INSTRUCTION: Please convert the items below into a numbered list, leaving out any blank lines.

TASK DATA:
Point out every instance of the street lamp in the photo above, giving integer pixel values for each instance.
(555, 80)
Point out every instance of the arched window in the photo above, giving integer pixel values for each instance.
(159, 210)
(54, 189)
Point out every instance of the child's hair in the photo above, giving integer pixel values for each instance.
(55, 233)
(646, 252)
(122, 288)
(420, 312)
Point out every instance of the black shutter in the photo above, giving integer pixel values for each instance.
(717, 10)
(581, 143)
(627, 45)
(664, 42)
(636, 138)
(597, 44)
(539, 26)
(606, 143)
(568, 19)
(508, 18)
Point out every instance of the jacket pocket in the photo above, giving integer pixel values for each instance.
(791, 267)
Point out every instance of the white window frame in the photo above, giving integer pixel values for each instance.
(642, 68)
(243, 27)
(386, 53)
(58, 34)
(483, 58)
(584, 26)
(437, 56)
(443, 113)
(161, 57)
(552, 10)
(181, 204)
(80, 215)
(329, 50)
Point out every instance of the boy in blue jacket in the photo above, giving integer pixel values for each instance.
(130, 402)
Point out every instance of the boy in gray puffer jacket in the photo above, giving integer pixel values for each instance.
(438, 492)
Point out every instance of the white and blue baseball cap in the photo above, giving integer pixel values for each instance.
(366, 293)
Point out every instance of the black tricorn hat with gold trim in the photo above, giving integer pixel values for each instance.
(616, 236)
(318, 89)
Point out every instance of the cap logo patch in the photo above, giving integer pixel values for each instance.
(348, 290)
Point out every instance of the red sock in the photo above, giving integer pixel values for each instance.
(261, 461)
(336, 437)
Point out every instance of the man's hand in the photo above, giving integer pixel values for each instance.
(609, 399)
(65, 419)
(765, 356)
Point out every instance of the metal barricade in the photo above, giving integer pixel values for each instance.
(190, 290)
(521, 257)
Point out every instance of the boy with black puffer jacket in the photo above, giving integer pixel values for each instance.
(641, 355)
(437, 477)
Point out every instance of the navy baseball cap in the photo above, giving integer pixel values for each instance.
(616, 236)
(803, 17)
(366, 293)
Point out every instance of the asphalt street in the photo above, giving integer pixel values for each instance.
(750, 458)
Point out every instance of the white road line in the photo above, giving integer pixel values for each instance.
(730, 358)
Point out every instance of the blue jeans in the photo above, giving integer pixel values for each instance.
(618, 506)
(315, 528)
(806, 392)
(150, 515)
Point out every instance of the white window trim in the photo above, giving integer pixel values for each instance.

THE RESULT:
1. Point out every instance of the street lamp in the photo above, giving integer pixel values for each instance.
2. (555, 80)
3. Point out every instance of the arched window in the photo above, giving integer pixel values for each instance.
4. (159, 210)
5. (54, 189)
6. Point out every instance of the child's hair in the photo above, giving integer pixel values for each instance.
7. (55, 233)
8. (646, 252)
9. (122, 288)
10. (420, 312)
11. Point out every instance of the black shutter in the photo above, giving integer pixel values for each instance.
12. (717, 10)
13. (581, 143)
14. (627, 45)
15. (664, 42)
16. (636, 138)
17. (597, 44)
18. (539, 26)
19. (606, 143)
20. (568, 19)
21. (508, 18)
22. Point out every instance of the jacket pocket in the photo above, giving integer pixel values for each instance.
23. (791, 267)
24. Point out every instance of the white window frame in the photo above, giving integer pixel values for each instance.
25. (642, 68)
26. (243, 27)
27. (386, 53)
28. (58, 34)
29. (483, 58)
30. (584, 26)
31. (437, 56)
32. (443, 113)
33. (161, 57)
34. (552, 10)
35. (181, 204)
36. (80, 215)
37. (329, 50)
38. Point out every instance of the boy in blue jacket in the photo above, giving integer pixel values for each instance.
39. (130, 402)
40. Point out every instance of the boy in gray puffer jacket in the photo above, giving integer pixel values for each instance.
41. (438, 492)
42. Point out every instance of the white and blue baseball cap in the photo above, giving integer pixel values for each instance.
43. (366, 293)
44. Point out every instance of the black tricorn hat with gold trim in the photo above, giving integer pixel values for each instance.
45. (616, 236)
46. (318, 89)
47. Point out every instance of the cap logo patch in the photo above, giving integer pixel values for each instance.
48. (348, 290)
49. Point out every instance of the red sock in the photo above, giving integer pixel values for each instance.
50. (261, 461)
51. (336, 437)
52. Point out every instance of the man's hand in the photo above, giving integer pixel values for each instance.
53. (609, 399)
54. (65, 419)
55. (765, 356)
56. Point out every instance of the metal barricade in the photo above, giving integer pixel values for each instance.
57. (190, 290)
58. (521, 257)
59. Point out every instance of the boy with black puffer jacket in the photo above, giving integer pixel values for each instance.
60. (641, 355)
61. (437, 477)
62. Point out every instance of the navy baseball cap in the photo above, giving integer pixel values for each instance.
63. (616, 236)
64. (803, 17)
65. (366, 293)
66. Point out every instance of the asphalt street in the photo above, giving integer pixel values for each instance.
67. (750, 458)
68. Point out every instance of the white road line in the photo above, giving integer pixel values for each instance.
69. (730, 358)
70. Point out every instance of the blue jeans in the photo above, giving integer pixel values for each instance.
71. (618, 506)
72. (315, 528)
73. (806, 392)
74. (150, 515)
75. Point out every instance of the white window trim in the photo above, giving integer pixel values for each instance.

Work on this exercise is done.